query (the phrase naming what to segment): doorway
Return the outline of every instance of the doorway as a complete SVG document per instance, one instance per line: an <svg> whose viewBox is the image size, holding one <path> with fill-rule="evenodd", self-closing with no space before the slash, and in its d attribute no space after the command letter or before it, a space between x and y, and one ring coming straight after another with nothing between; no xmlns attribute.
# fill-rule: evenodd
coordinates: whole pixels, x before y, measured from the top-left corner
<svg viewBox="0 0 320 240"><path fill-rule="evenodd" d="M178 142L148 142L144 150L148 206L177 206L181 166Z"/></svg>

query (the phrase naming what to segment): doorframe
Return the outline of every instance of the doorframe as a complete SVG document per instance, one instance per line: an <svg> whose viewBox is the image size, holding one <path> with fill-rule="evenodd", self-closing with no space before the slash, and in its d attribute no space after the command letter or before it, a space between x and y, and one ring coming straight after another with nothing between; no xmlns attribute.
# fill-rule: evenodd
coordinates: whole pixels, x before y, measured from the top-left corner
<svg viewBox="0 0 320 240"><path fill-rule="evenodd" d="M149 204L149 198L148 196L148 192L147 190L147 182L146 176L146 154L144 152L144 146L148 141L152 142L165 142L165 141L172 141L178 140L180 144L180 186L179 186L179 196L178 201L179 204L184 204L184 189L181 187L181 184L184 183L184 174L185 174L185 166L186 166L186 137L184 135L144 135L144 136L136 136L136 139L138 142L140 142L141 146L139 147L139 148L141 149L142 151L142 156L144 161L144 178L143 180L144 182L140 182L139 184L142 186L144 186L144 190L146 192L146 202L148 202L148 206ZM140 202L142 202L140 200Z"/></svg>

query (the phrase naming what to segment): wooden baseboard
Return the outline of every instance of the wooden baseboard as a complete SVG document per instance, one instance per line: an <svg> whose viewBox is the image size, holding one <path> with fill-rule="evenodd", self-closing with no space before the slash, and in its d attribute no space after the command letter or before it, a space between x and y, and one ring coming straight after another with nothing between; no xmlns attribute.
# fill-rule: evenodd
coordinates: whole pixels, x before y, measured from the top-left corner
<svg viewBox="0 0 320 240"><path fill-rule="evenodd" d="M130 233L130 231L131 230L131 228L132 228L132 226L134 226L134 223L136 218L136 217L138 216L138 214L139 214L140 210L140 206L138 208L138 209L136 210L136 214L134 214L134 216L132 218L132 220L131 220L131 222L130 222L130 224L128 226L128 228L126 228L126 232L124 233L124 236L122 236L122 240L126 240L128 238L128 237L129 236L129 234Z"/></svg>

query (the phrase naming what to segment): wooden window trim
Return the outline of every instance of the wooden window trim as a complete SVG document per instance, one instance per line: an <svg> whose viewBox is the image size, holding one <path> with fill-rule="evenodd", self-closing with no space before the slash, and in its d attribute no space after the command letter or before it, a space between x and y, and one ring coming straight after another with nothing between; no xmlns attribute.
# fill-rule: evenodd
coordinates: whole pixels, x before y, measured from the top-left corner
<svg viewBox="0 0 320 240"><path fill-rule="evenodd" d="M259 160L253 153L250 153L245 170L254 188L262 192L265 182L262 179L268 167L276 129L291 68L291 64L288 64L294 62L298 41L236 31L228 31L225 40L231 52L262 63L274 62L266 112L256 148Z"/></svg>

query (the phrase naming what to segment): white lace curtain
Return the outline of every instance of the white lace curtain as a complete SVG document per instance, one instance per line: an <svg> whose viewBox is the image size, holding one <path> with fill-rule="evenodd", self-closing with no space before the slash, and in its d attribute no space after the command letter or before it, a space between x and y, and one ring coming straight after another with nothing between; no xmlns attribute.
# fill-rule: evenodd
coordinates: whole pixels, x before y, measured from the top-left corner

------------------------------

> YOUR TASK
Count the lines above that contain the string "query", and reply with only that number.

> TASK SOLUTION
5